> [BRIEF]: Return the records below exactly as they are written.

> [DATA SHOWN]:
·····

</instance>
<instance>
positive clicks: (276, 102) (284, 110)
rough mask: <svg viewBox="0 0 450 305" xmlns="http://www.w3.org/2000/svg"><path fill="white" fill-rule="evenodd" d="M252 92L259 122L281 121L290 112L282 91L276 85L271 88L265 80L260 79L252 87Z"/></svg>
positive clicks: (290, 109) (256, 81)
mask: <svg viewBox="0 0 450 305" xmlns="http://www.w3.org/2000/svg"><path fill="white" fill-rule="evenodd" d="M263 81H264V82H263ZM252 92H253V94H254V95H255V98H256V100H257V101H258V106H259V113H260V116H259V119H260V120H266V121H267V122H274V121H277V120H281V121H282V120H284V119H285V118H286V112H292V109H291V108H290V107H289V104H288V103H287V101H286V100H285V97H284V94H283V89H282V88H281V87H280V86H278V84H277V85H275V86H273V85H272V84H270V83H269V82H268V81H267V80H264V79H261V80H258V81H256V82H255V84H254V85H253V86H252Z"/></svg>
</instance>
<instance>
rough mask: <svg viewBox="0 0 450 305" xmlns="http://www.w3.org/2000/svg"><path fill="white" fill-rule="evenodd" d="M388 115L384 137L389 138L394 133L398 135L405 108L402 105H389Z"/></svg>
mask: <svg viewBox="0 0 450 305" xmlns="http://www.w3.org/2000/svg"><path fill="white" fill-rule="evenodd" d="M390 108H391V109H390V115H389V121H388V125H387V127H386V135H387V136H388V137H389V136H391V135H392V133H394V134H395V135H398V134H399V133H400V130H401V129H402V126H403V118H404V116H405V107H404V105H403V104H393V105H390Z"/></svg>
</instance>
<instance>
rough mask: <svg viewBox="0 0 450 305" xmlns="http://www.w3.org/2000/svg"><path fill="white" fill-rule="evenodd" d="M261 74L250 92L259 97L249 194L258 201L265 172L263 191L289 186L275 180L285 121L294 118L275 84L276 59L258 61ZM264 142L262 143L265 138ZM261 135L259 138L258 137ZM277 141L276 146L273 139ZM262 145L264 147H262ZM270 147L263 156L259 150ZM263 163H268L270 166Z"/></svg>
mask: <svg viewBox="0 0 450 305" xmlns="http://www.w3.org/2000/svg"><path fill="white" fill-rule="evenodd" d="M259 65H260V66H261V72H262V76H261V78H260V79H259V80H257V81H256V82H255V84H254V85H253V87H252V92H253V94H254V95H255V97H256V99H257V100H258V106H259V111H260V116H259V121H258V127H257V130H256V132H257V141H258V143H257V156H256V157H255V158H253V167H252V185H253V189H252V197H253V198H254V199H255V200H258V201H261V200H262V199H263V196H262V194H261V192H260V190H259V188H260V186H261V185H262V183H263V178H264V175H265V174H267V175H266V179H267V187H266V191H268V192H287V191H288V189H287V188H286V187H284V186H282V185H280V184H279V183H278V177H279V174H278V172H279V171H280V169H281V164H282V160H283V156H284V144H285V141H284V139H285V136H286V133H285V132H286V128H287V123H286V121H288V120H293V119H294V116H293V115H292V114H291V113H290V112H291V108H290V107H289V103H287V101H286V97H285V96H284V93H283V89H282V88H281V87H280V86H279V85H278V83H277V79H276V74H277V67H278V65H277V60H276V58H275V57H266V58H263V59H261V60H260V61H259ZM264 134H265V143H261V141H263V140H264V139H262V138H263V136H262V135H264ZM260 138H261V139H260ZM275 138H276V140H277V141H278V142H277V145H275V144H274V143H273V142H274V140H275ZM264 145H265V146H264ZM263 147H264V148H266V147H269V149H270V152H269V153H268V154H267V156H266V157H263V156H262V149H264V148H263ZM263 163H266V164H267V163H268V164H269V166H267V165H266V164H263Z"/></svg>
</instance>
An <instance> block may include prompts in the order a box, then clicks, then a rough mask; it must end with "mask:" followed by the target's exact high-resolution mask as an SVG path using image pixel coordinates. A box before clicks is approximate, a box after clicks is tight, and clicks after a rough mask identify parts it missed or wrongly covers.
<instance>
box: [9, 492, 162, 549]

·····

> [RESULT FOR THIS TASK]:
</instance>
<instance>
positive clicks: (276, 102) (284, 110)
rough mask: <svg viewBox="0 0 450 305" xmlns="http://www.w3.org/2000/svg"><path fill="white" fill-rule="evenodd" d="M252 92L259 122L281 121L290 112L282 91L276 85L271 88L265 80L260 79L252 87Z"/></svg>
positive clicks: (290, 109) (256, 81)
mask: <svg viewBox="0 0 450 305" xmlns="http://www.w3.org/2000/svg"><path fill="white" fill-rule="evenodd" d="M263 81H264V82H263ZM252 92H253V94H254V95H255V98H256V100H257V101H258V106H259V113H260V116H259V119H260V120H266V121H267V122H274V121H277V120H281V121H282V120H284V119H285V118H286V112H292V109H291V108H290V107H289V104H288V103H287V101H286V100H285V97H284V94H283V89H282V88H281V87H280V86H278V84H277V85H275V86H273V85H272V84H270V83H269V82H268V81H267V80H264V79H261V80H258V81H256V82H255V84H254V85H253V86H252Z"/></svg>
</instance>
<instance>
rough mask: <svg viewBox="0 0 450 305" xmlns="http://www.w3.org/2000/svg"><path fill="white" fill-rule="evenodd" d="M388 115L384 137L389 138L394 133L398 135L405 108L402 105H389Z"/></svg>
mask: <svg viewBox="0 0 450 305" xmlns="http://www.w3.org/2000/svg"><path fill="white" fill-rule="evenodd" d="M390 108H391V109H390V115H389V121H388V125H387V127H386V135H387V136H388V137H389V136H391V135H392V133H394V134H395V135H398V134H399V133H400V130H401V129H402V126H403V118H404V116H405V107H404V105H403V104H393V105H390Z"/></svg>
</instance>
<instance>
rough mask: <svg viewBox="0 0 450 305" xmlns="http://www.w3.org/2000/svg"><path fill="white" fill-rule="evenodd" d="M261 74L250 92L259 97L249 194L258 201L265 172L263 191L289 186L275 180L285 121L294 118L275 84L276 59L258 61ZM264 142L262 143L265 138ZM261 135L259 138L258 137ZM277 141L276 146L273 139ZM262 145L264 147H262ZM270 147L263 156L259 150ZM263 163H268L270 166Z"/></svg>
mask: <svg viewBox="0 0 450 305" xmlns="http://www.w3.org/2000/svg"><path fill="white" fill-rule="evenodd" d="M259 65H260V66H261V72H262V76H261V78H260V79H259V80H257V81H256V82H255V84H254V85H253V87H252V92H253V94H254V95H255V97H256V99H257V100H258V106H259V111H260V116H259V121H258V127H257V130H256V132H257V141H258V143H257V156H256V157H255V158H253V167H252V185H253V189H252V197H253V198H254V199H255V200H258V201H261V200H262V199H263V196H262V194H261V192H260V190H259V188H260V186H261V185H262V183H263V178H264V175H265V174H267V175H266V179H267V187H266V191H268V192H287V191H288V189H287V188H286V187H284V186H282V185H280V184H279V183H278V177H279V174H278V172H279V171H280V169H281V164H282V160H283V156H284V144H285V141H284V139H285V136H286V133H285V132H286V128H287V123H286V121H288V120H293V119H294V116H293V115H292V114H291V113H290V112H291V108H290V107H289V103H287V101H286V97H285V96H284V93H283V89H282V88H281V87H280V86H279V85H278V83H277V79H276V74H277V67H278V65H277V60H276V58H275V57H266V58H263V59H261V60H260V61H259ZM264 134H265V143H261V141H263V140H264V139H262V138H263V136H262V135H264ZM260 138H261V139H260ZM275 138H276V140H277V141H278V142H277V145H275V144H274V143H273V142H274V140H275ZM264 145H265V146H264ZM263 147H264V148H266V147H269V149H270V152H269V153H268V154H267V156H266V157H263V156H262V149H264V148H263ZM263 163H266V164H267V163H268V164H269V166H267V165H266V164H263Z"/></svg>
</instance>
An <instance> block may include prompts in the order a box, then clicks, then a rough mask; it must end with "mask:" followed by the target's exact high-resolution mask as an SVG path using image pixel coordinates. A box before clicks is approximate, a box after clicks is tight, and clicks after a rough mask identify parts it missed or wrongly covers.
<instance>
box: [9, 492, 162, 549]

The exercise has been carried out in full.